How to complete this task:
Copy the part of the Katherine Rich interview from "Yes, but you'd" to "during those years?" word for word.

Twelve Questions: Katherine Rich

Former National Party MP Katherine Rich quit politics five years ago to spend more time with her children. Now head of the Food and Grocery Council, she says she was once a Labour voter.

Katherine Rich still sees some politician friends but doesn't miss Parliament. Photo / Mark Mitchell
Katherine Rich still sees some politician friends but doesn't miss Parliament. Photo / Mark Mitchell

1. It's been five years since you were last in Parliament, what and who do you miss about it?
It was an honour to serve those nine years, but I don't miss it. I've enjoyed getting back to the sort of work I did before Parliament. I keep in touch with a number of former MPs I'd call friends. Too many to list, but I'd catch up with Simon Power the most. I enjoy my catch-ups with Sue Kedgley and Deborah Coddington too. Which reminds me - I haven't seen Clem Simich in a long time. Clem, expect a call.

2. Do you think you entered too early?
No, it was about the right time in my career, but I think you can enter too early. Better to come in with some life experience. I was in my 30s. I'd had a mortgage and paid bills. Some people enter in their early 20s having come up through the youth division of their parties. That wasn't for me.

3. Was there, and is there still, sexism in the House?
Yes, but you'd strike that anywhere. Just think about the way politics is reported. I've never seen a "Battle of the Babes" sort of headline for any electoral battle between male candidates or seen them described with words like feisty, perky or shrill.

Many of the bigger companies I now work with impress me. They work hard to encourage equal opportunities and equal pay.

4. How did you cope with that?
I can't think of any recent example, but years ago I'd deal with issues with either a sense of humour or by choosing battles. Sometimes I'd be less patient or polite. Although I would, of course, never resort to violence, I did tell one colleague who patted my pregnant tummy too many times that if he did it again I would punch him on the nose. I said it with a smile, but with sufficient firmness that he didn't do it again.

5. What did you miss with the children during those years?
Small being-there experiences but any angst has been erased by five years of great experiences with them. I've found great joy from little things like hearing my son practising Green Day on his ukulele or watching my daughter play netball. They think I have a fun job because it involves lollies and ice-cream. When I was in politics I travelled so much my 3-year-old asked me if I worked at the airport.

6. Is it harder for the kids or the mum in those circumstances, do you think?

Entries drawn from a collection:

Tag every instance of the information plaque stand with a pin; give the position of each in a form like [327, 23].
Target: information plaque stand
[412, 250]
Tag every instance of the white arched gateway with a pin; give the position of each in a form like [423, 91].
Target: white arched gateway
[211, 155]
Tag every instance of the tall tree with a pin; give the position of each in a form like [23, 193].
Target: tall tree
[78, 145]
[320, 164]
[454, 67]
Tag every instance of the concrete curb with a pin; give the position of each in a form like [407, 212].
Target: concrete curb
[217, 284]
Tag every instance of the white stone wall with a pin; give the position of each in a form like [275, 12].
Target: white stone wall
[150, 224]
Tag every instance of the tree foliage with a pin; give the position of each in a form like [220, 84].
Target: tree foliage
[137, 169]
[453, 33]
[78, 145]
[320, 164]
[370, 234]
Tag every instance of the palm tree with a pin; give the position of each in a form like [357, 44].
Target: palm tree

Solution below:
Yes, but you'd strike that anywhere. Just think about the way politics is reported. I've never seen a "Battle of the Babes" sort of headline for any electoral battle between male candidates or seen them described with words like feisty, perky or shrill.

Many of the bigger companies I now work with impress me. They work hard to encourage equal opportunities and equal pay.

4. How did you cope with that?
I can't think of any recent example, but years ago I'd deal with issues with either a sense of humour or by choosing battles. Sometimes I'd be less patient or polite. Although I would, of course, never resort to violence, I did tell one colleague who patted my pregnant tummy too many times that if he did it again I would punch him on the nose. I said it with a smile, but with sufficient firmness that he didn't do it again.

5. What did you miss with the children during those years?